Items from a data source
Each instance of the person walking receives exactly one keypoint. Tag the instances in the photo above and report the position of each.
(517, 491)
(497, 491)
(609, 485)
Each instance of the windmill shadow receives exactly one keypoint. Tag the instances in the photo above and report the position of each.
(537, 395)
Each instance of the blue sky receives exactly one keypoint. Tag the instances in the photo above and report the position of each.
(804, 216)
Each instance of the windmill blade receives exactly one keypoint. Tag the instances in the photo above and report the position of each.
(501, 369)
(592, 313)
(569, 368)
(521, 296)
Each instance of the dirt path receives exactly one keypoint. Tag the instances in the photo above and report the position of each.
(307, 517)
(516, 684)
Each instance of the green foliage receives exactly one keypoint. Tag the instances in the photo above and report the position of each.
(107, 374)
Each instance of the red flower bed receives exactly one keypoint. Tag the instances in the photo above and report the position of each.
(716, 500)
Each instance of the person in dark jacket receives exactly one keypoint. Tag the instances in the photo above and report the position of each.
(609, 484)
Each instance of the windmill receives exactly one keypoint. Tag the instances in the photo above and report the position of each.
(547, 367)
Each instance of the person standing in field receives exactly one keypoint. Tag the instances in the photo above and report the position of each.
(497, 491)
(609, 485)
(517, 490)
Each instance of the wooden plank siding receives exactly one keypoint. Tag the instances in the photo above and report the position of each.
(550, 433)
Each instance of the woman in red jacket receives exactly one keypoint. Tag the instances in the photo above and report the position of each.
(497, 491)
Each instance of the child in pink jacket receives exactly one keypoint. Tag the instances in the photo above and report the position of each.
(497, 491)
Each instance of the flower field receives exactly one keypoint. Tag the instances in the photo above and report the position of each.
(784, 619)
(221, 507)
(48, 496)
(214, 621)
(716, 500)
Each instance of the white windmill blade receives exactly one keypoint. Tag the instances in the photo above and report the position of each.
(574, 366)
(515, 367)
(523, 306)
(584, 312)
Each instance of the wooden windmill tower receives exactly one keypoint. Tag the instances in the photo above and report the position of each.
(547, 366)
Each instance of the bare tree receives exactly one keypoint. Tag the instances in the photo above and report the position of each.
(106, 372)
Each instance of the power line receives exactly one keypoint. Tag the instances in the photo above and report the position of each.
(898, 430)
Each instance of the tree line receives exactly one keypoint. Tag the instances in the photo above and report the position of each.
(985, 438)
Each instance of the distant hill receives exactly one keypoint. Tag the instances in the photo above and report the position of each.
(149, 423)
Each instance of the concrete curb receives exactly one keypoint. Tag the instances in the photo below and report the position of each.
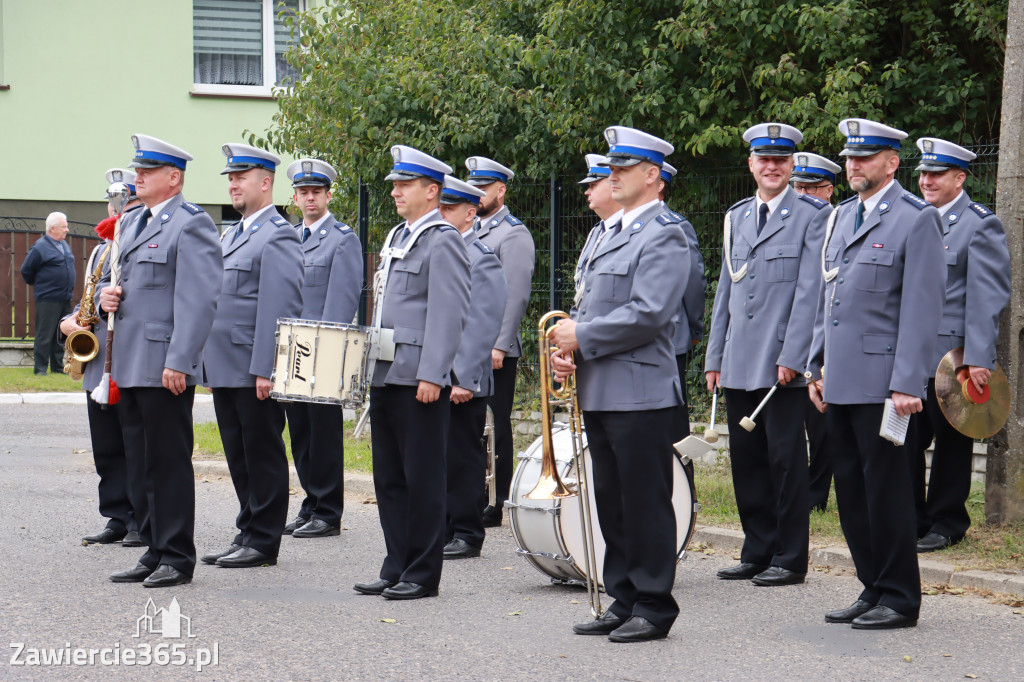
(932, 571)
(70, 397)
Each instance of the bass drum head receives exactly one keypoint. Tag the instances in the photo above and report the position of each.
(571, 528)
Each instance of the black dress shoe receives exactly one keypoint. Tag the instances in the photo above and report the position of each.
(742, 571)
(602, 625)
(105, 537)
(933, 542)
(847, 614)
(297, 523)
(246, 557)
(166, 576)
(409, 591)
(316, 528)
(776, 576)
(375, 588)
(132, 539)
(460, 549)
(883, 617)
(136, 574)
(637, 629)
(492, 516)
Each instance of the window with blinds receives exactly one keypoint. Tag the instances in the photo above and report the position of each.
(230, 40)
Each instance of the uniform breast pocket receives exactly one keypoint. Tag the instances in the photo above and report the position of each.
(240, 279)
(875, 269)
(611, 281)
(151, 268)
(315, 271)
(781, 262)
(408, 278)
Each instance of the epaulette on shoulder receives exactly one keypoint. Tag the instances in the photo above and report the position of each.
(740, 203)
(980, 209)
(670, 217)
(814, 201)
(915, 201)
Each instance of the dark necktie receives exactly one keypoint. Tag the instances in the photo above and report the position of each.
(144, 218)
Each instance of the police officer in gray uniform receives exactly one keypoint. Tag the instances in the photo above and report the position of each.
(331, 287)
(815, 175)
(761, 332)
(467, 456)
(621, 333)
(875, 335)
(104, 424)
(262, 282)
(164, 307)
(977, 291)
(513, 244)
(424, 261)
(689, 324)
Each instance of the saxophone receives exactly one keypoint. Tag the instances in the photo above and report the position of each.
(81, 345)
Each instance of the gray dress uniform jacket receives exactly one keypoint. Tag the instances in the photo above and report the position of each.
(486, 305)
(766, 320)
(879, 318)
(689, 326)
(626, 316)
(427, 333)
(170, 278)
(333, 272)
(513, 244)
(262, 279)
(977, 283)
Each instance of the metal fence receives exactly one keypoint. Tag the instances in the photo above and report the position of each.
(556, 213)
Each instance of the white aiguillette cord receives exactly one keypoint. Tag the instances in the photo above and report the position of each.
(727, 244)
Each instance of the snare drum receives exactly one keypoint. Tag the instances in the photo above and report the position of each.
(320, 361)
(549, 533)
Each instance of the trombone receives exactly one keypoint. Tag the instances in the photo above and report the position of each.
(550, 484)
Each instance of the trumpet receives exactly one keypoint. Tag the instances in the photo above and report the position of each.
(82, 345)
(550, 484)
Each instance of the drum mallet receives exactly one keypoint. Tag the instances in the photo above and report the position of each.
(711, 435)
(748, 422)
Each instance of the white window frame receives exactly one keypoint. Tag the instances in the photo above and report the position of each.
(269, 65)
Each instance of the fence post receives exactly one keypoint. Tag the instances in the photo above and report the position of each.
(363, 222)
(555, 247)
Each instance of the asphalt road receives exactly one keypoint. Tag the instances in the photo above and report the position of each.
(496, 617)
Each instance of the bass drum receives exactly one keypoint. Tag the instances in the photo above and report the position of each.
(549, 533)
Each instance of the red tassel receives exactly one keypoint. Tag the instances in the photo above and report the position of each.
(105, 227)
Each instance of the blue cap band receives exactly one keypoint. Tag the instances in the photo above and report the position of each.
(472, 199)
(772, 141)
(417, 169)
(489, 173)
(871, 140)
(655, 158)
(943, 159)
(318, 176)
(813, 170)
(162, 158)
(263, 163)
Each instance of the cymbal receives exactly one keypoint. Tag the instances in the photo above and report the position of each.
(975, 415)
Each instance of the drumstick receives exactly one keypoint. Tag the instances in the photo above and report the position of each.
(711, 435)
(748, 422)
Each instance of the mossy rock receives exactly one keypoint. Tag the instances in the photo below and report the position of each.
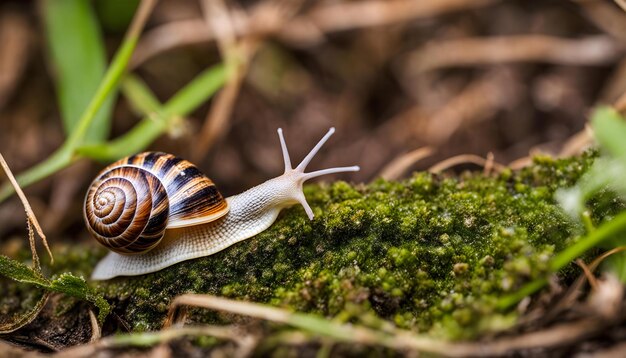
(432, 253)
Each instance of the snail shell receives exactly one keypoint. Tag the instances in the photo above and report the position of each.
(133, 201)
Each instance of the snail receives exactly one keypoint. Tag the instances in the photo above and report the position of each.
(153, 210)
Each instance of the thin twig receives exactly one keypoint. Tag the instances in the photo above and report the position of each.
(305, 29)
(587, 272)
(401, 164)
(95, 328)
(621, 4)
(464, 159)
(591, 50)
(29, 213)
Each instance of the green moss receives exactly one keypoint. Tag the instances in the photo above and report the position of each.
(431, 253)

- What is needed: Pictures aside, reproduce all of the data exactly.

- Answer space:
Each instance of the person walking receives exactly one keypoint. Tag the instances in the photo above and report the position of each.
(517, 491)
(497, 491)
(609, 485)
Each instance of the windmill shadow receives exactly one keypoint. Tag the instances in the photo above and report the position of each.
(537, 395)
Each instance of the blue sky receives exactly one keypoint. Tag the instances in the photo above and report the position of each.
(804, 216)
Each instance of the windmill blade receives exactly one keypoint. Tag the instances in the photo above and report the position of each.
(501, 369)
(592, 313)
(569, 368)
(521, 296)
Each instance of the dirt path receives exactly one keypoint. Tag the instances in the photo above and report the position of each.
(307, 517)
(516, 684)
Each instance of the green foliage receives exactly one keypoint. Tag the instances in the photo above and report the position of each.
(107, 374)
Each instance of the red flower bed receives exactly one keypoint. Tag the instances in the photo above and report the position of each.
(716, 500)
Each instance of the person in dark jacket receives exactly one keypoint. Tag the instances in the photo above and report the position of each.
(609, 484)
Each instance of the windmill receives exactly one keypoint. Tag the instances in the photo above and report the position of each.
(547, 367)
Each instance of the person standing in field receives exactly one keypoint. Tag the instances in the photo above and report the position of each.
(497, 491)
(609, 485)
(517, 490)
Each instance of the wooden plank siding receives exactly one keypoint. Tag the instances in the photo above and report the position of each.
(550, 433)
Each instance of the woman in red jacket receives exactly one keypoint. Tag the instances in the photo above and report the position of each.
(497, 491)
Each instance of the child in pink jacket receives exactly one keypoint. Tag the instances in the photo above and report the position of each.
(497, 491)
Each instance of the flower field receives exactly one keypoint. Tag the instances in the photo above and report the position of each.
(784, 619)
(221, 507)
(48, 496)
(214, 621)
(716, 500)
Each instance of the white windmill blade receives exactly one keypoint. Tag the instances in the photo above and report the position of each.
(574, 366)
(515, 367)
(523, 306)
(584, 312)
Each instance of the wooden windmill tower receives exactly one keypoint. Tag the instances in the photo above and report the position of each.
(547, 366)
Each instance of the bare tree receives exactly one keypoint. Tag the instances in the photo above and report the position of each.
(106, 372)
Each instance of the power line receives exactly one keypoint. Tag the instances in the photo above and report the position of each.
(898, 430)
Each instance of the tree line receives exactly one keypoint. Tag the instances in the photo above and report the position of each.
(985, 438)
Each instance of the distant hill receives exactly one keypoint. Tag the instances in the photo above and report the position of each.
(149, 423)
Each instance of the concrete curb receives exactly one keypoint. Tag the instances in the photo below and report the position of each.
(932, 571)
(70, 397)
Each instance of the bass drum head receives exactly one keypoint. Tag the instances in the photo above and report the position of each.
(571, 528)
Each instance of the black dress shoe receives exactly one keypoint. Tag the instances in the photo above and report the position of each.
(742, 571)
(602, 625)
(105, 537)
(933, 542)
(847, 614)
(297, 523)
(246, 557)
(166, 576)
(409, 591)
(316, 528)
(776, 576)
(375, 588)
(132, 539)
(460, 549)
(883, 617)
(136, 574)
(637, 629)
(492, 516)
Each instance of the window with blinds receives exactly one keypoint. Tag the instances in the photo above and report the position of each.
(230, 40)
Each instance of the uniform breast pocket receives exactly one keypoint. Tag the instances in the photo above and report the position of each.
(240, 279)
(875, 269)
(611, 281)
(151, 268)
(315, 271)
(781, 262)
(408, 278)
Each instance of the epaulette on shoulder receives exactly one keypoint. Tag the instances in the photo above and report the position of each.
(740, 203)
(980, 209)
(670, 217)
(814, 201)
(915, 201)
Each instance of the dark necktie receives exactly one keypoint. Tag the instances in the photo above and report the position of each.
(144, 218)
Each instance of the police officer in gray uniform receives exactly one keypoint. Tag the instances in the photo above and report the position of each.
(331, 287)
(815, 175)
(761, 332)
(467, 456)
(621, 333)
(875, 335)
(104, 424)
(262, 282)
(164, 307)
(977, 291)
(513, 244)
(424, 261)
(689, 324)
Each instance of the saxophone receives exactly one keypoint. Tag the instances in the photo above and report the position of each.
(81, 345)
Each instance of the gray dress uniform jacket receives exactly one keypoint. Tag the instances in the photo above and report the position of each.
(486, 305)
(766, 320)
(879, 318)
(689, 326)
(626, 316)
(427, 333)
(170, 278)
(333, 272)
(513, 244)
(262, 279)
(977, 283)
Each instance of the metal fence receives exactly one keypoint. Tag the instances in the photo above and report the position of each.
(556, 213)
Each instance of the white aiguillette cord receives exactly one keypoint. Tag the instances in the photo above and report the position of each.
(727, 244)
Each instance of the snare drum receives exactly one keypoint. Tag the instances in the photo above and report the position of each.
(320, 361)
(549, 533)
Each instance of the trombone receives exactly one keypoint. Tag the instances in the photo above and report the position of each.
(550, 484)
Each instance of the trumpet receives exactly one keypoint. Tag the instances in the photo above and report the position of each.
(82, 345)
(550, 484)
Each instance of the drum mallet receives exactly one keypoint. Tag the instances in the photo above and report the position of each.
(711, 435)
(748, 422)
Each instance of the white window frame receives exactly one keypoint. Tag the instances in the photo above and report the position of each.
(269, 65)
Each instance of the fence post receives exactly one keypoint. Tag the instances in the photo above and report the position of each.
(363, 222)
(555, 247)
Each instance of the asphalt road receives exactly one keypoint. Tag the instances in the photo above and report the position of each.
(496, 617)
Each instance of the bass drum receives exactly one keypoint. Tag the instances in the photo above and report the position of each.
(549, 533)
Each instance of the red tassel receives exactly one keypoint. Tag the instances in the photo above and report the position of each.
(105, 227)
Each instance of the blue cap band receives exactly one keypoint. Tag the instances in the photo above and report the position of each.
(472, 199)
(772, 141)
(417, 169)
(489, 173)
(871, 140)
(655, 158)
(943, 159)
(318, 176)
(813, 170)
(162, 158)
(263, 163)
Each instance of the cymbal receives exactly one keypoint. Tag the instances in the photo above and report the position of each.
(975, 415)
Each instance of the drumstick receives exactly one keypoint. Tag the instances in the photo above and report the position of each.
(711, 435)
(748, 422)
Each instance of the mossy rock receives exactly one keypoint. Tag the instances in the photo below and report the position of each.
(432, 253)
Each instance of the snail shell receives exactly one keypoint. Tag the instances in the photo above and report the position of each.
(133, 201)
Each instance of the snail receives exactly one keypoint. Tag the instances in the photo above and report the position of each.
(153, 210)
Each instance of the thin twig receives exactly one keypoint. Tag the instances in the photo above and report the position of each.
(305, 29)
(587, 272)
(401, 164)
(95, 328)
(621, 4)
(464, 159)
(591, 50)
(29, 213)
Each instance of the green moss receives exactly one keypoint. Tag the instances in the photo above and report the position of each.
(431, 253)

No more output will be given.